╭─ Study material
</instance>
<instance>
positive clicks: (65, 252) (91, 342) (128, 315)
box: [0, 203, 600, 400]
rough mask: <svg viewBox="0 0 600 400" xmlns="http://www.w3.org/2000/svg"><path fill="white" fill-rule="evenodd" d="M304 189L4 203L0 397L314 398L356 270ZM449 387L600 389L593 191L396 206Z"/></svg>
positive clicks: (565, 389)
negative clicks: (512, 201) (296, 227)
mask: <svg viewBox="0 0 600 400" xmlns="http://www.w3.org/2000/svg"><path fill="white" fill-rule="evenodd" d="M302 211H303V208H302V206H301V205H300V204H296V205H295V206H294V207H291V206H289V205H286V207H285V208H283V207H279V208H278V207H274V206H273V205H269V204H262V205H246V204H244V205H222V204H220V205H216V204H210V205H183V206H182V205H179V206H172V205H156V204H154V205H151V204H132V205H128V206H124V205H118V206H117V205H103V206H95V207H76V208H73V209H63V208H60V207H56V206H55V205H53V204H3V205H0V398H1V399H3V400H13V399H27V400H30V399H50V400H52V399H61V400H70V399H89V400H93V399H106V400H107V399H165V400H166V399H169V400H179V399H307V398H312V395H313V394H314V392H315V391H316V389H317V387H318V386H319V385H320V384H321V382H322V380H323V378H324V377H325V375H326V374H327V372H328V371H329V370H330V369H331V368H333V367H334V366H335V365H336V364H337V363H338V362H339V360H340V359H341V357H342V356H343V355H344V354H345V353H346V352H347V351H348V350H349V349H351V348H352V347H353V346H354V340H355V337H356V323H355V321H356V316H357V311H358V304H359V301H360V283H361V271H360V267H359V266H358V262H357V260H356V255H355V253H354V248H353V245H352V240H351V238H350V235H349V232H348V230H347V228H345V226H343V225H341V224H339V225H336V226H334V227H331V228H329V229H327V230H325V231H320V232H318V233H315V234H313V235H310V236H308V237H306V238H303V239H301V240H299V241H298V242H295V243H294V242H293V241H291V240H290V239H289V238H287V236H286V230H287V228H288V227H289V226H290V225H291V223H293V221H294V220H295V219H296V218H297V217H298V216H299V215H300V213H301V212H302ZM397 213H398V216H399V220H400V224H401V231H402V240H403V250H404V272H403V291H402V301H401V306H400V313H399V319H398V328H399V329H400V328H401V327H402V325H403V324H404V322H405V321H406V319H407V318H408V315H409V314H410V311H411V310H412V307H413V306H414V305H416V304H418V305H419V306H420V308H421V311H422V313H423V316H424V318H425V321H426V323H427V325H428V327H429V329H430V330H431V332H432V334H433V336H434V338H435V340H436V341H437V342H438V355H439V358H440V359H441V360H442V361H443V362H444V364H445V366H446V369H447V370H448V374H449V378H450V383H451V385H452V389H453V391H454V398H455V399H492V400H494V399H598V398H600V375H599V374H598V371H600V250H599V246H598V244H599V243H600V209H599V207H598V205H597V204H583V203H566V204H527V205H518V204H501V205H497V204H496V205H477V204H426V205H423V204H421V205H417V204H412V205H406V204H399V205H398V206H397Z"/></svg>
╰─
→ Your instructions:
Repeat verbatim the opening run of entries, ending with the line that contains "positive clicks: (565, 389)".

→ Exercise response:
</instance>
<instance>
positive clicks: (65, 252) (91, 342) (128, 315)
box: [0, 203, 600, 400]
rough mask: <svg viewBox="0 0 600 400" xmlns="http://www.w3.org/2000/svg"><path fill="white" fill-rule="evenodd" d="M304 189L4 203L0 397L314 398L356 270ZM449 387L600 389L593 191L396 206Z"/></svg>
positive clicks: (565, 389)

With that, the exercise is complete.